### Coordinate label data
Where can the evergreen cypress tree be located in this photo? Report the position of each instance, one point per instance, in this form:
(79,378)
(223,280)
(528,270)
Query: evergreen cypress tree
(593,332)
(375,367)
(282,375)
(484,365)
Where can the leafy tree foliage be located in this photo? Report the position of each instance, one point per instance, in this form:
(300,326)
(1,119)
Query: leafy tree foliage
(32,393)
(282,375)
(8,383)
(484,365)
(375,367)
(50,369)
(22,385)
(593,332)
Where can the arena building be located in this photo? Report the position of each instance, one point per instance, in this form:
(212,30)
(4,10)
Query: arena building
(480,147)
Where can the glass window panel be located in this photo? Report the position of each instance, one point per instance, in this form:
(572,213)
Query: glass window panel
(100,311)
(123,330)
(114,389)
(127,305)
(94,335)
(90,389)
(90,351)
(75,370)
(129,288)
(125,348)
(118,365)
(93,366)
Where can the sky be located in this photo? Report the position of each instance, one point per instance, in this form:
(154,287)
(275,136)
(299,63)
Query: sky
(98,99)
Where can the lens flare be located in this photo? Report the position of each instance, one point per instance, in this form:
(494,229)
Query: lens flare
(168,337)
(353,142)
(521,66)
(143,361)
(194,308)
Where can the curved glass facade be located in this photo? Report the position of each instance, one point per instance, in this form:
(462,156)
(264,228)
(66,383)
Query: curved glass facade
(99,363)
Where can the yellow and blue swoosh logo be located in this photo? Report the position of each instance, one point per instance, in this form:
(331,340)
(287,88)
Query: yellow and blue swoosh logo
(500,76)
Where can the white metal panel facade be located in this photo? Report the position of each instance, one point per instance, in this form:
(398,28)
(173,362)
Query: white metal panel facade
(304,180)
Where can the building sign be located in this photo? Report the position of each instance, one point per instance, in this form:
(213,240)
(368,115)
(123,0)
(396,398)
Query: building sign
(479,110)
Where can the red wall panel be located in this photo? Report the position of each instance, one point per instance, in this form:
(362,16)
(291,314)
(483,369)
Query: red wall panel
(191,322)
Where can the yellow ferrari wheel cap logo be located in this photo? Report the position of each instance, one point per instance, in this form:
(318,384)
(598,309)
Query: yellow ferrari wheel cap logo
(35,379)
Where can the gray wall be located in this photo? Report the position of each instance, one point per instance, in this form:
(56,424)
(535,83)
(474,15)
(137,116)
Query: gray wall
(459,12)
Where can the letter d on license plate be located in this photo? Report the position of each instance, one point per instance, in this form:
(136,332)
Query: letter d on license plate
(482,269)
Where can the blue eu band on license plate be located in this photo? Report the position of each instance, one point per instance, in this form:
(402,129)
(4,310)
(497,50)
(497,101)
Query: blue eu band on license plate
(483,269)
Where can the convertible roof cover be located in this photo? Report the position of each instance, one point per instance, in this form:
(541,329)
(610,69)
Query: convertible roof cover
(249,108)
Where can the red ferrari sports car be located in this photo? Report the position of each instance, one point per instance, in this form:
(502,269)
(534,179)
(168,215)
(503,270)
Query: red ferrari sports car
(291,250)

### GIVEN PROBLEM
Please quote all of the records above word for word, line by line.

### FINAL RESULT
Where can the evergreen cypress tree be located in this photo? Report the position of each instance, one point per instance, in this form:
(79,378)
(223,280)
(528,270)
Query: evergreen cypress tree
(593,332)
(375,367)
(282,375)
(484,365)
Where can the leafy tree foliage be located in this photo? Report the position of each instance, one point per instance, in this form:
(300,326)
(1,119)
Query: leafy tree foliage
(32,393)
(282,375)
(8,383)
(484,365)
(375,367)
(50,369)
(22,385)
(593,332)
Where can the arena building be located in this photo? Report the position of each instance, one point per instance, in this form:
(212,30)
(4,10)
Query: arena building
(480,147)
Where can the glass window panel be located in this photo? Report the position of each instance, one point per instance, in this form:
(572,213)
Query: glass window panel
(100,311)
(123,330)
(114,389)
(127,305)
(94,335)
(90,389)
(90,351)
(75,370)
(129,288)
(125,348)
(118,365)
(93,366)
Where can the sky be located in this photo? Report the position of each instance, one point per instance, in this form:
(154,287)
(275,136)
(299,63)
Query: sky
(98,99)
Where can the lens flare be located in this photo? Report the position of each instance, one point per instance, in this form:
(494,229)
Query: lens flare
(168,337)
(353,142)
(521,66)
(143,361)
(194,308)
Where can the curved glass facade be located in this photo? Report the position of each instance, one point per instance, in this form:
(462,156)
(264,228)
(66,383)
Query: curved glass facade
(99,363)
Where can the yellow and blue swoosh logo be located in this photo? Report the position of each instance, one point per instance, in this form:
(331,340)
(287,88)
Query: yellow and blue swoosh logo
(500,76)
Where can the white metal panel facade be located in this photo? Report the position of each instance, one point per instance, in this form:
(398,28)
(173,362)
Query: white metal panel facade
(304,180)
Where can the building sign be located in this photo? Report the position of each instance, one point per instance, in this form:
(213,240)
(368,115)
(123,0)
(396,398)
Query: building sign
(479,110)
Where can the red wall panel be located in this photo? Report the position of each instance, one point per instance, in this form:
(362,16)
(291,314)
(483,369)
Query: red wall panel
(191,322)
Where can the yellow ferrari wheel cap logo be located in this photo? Report the position of each instance, one point per instance, in this form:
(318,384)
(598,309)
Query: yellow ferrari wheel cap logo
(35,379)
Where can the gray wall be located in this photo? Report the position of each instance, one point per instance, in this form:
(56,424)
(535,83)
(474,15)
(137,116)
Query: gray wall
(459,12)
Where can the letter d on license plate be located in this photo? Report the position of each instance, one point per instance, in this form:
(136,332)
Query: letter d on license plate
(482,269)
Where can the blue eu band on license plate be located in this photo? Report the position of each instance, one point per instance, in this form:
(402,129)
(4,310)
(497,50)
(497,101)
Query: blue eu band on license plate
(483,269)
Where can the convertible roof cover be located in this photo? Report the position of each instance, one point per instance, in this form:
(541,329)
(610,69)
Query: convertible roof cover
(249,108)
Where can the red ferrari sports car be located in this photo? Report the position of each instance, one point per instance, in this form:
(502,269)
(534,179)
(168,215)
(503,270)
Query: red ferrari sports car
(291,250)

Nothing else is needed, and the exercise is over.